→ ESTRATTO
- - - -

La responsabilità da contatto sociale qualificato

Il contatto sociale qualificato è concetto elaborato da dottrina e giurisprudenza al fine di classificare quella serie di rapporti non altrimenti definibili che, pur prescindendo da un negozio giuridico, presuppongono una stretta relazione interpersonale. Valorizzando siffatto legame si è sentita l’esigenza di operare un distinguo tra le plurime relazioni instancabili tra i consociati, annoverando, al fianco del rapporto contrattuale e della totale estraneità, quei contatti tra soggetti non legati da vincoli contrattuali, bensì da reciproci affidamenti.

Il contatto sociale, su questi presupposti, è dunque definibile alla stregua di un “contatto senza contratto”: una relazione giuridica priva di obblighi di prestazione ma con obblighi di protezione, che vanno oltre il generico divieto del neminem ledere assumendo un contenuto, oltreché negativo, anche positivo.

Il fondamento dell’istituto in parola si rinviene nella clausola generale della buona fede, principio ispiratore dell’intero ordinamento civile e non, a cui si riconducono numerosi istituti. Per unanime opinione, la buona fede, a sua volta, affonda le proprie radici, sul piano codicistico, nell’art. 1173 c.c., sotto la rubrica “comportamento secondo correttezza”; il che potrebbe, prima facie, apparire come paradosso, poiché la norma in questione non contiene alcun espresso riferimento alla buona fede, bensì rinvia testualmente alla regola della correttezza.

Da qui la questione circa la reale portata della nozione di correttezza e, in particolare, la sua sussumibilità in quella della buona fede.

Partendo dal presupposto che, in discrasia con un orientamento minoritario che attribuiva alla regola della correttezza contenuto prettamente negativo, consolidata giurisprudenza ha concluso nel senso di estendere la portata della regola in questione fino a ricomprendervi obblighi di facere, oltreché di astensione, sì da evitare un’inutile duplicazione della regola del neminem ledere e connotare positivamente l’obbligo di accuratezza, esattezza e giustezza imposto alle parti ex art. 1175 c.c.

Stante il contenuto positivo della correttezza, allora, può, a pieno titolo, ad essa assimilarsi la buona fede di cui la prima altro non è che una delle plurime manifestazioni.

Con specifico riferimento alle molteplici accezioni della buona fede oggettiva, si annoverano una qualificazione in termini di regola di validità, di comportamento, nonché di integrazione, con effetti che investono ogni fase del contratto e non solo. Del resto, la buona fede affonda le proprie radici nel principio, oggi di rango costituzionale, di cui all’art. 2 Cost. per cui può, in termini generali definirsi, quale regola di proporzionalità, correttezza, cura dell’interesse altrui, id est, per l’appunto, solidarietà.

- - - -

→ DATI GREZZI
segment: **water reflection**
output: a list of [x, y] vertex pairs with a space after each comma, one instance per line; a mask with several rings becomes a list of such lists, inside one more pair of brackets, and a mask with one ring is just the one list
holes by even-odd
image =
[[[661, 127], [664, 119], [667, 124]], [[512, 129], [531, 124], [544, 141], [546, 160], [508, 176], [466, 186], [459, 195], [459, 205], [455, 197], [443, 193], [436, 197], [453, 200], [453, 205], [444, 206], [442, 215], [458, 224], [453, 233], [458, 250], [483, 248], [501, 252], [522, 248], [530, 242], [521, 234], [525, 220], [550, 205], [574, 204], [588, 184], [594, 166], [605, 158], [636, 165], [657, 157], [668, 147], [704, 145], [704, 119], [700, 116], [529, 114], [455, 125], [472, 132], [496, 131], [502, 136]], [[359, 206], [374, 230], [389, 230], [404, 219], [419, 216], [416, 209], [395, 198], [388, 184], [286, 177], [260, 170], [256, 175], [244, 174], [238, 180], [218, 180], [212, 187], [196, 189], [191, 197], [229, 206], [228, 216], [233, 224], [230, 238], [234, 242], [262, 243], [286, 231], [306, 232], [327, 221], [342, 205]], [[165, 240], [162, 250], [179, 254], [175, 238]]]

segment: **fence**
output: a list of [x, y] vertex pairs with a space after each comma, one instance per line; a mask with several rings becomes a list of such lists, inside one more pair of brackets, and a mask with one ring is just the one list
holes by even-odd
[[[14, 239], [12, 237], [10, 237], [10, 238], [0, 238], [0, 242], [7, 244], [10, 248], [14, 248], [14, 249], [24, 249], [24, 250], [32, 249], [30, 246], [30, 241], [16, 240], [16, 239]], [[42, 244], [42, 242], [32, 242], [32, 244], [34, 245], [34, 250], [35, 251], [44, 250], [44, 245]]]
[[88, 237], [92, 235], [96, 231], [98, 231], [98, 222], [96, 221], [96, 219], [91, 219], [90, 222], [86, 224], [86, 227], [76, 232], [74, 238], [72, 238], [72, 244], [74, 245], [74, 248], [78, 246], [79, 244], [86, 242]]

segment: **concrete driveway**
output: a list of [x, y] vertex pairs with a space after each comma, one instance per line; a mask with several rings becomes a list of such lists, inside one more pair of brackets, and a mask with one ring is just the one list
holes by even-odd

- - - -

→ CONSEGNA
Aggiorna l'estratto riportando tutto il passo che va da "Il fondamento dell’istituto" giù fino a "della buona fede.", con "contraddizione" al posto di "paradosso".

→ SOLUZIONE
Il fondamento dell’istituto in parola si rinviene nella clausola generale della buona fede, principio ispiratore dell’intero ordinamento civile e non, a cui si riconducono numerosi istituti. Per unanime opinione, la buona fede, a sua volta, affonda le proprie radici, sul piano codicistico, nell’art. 1173 c.c., sotto la rubrica “comportamento secondo correttezza”; il che potrebbe, prima facie, apparire come contraddizione, poiché la norma in questione non contiene alcun espresso riferimento alla buona fede, bensì rinvia testualmente alla regola della correttezza.

Da qui la questione circa la reale portata della nozione di correttezza e, in particolare, la sua sussumibilità in quella della buona fede.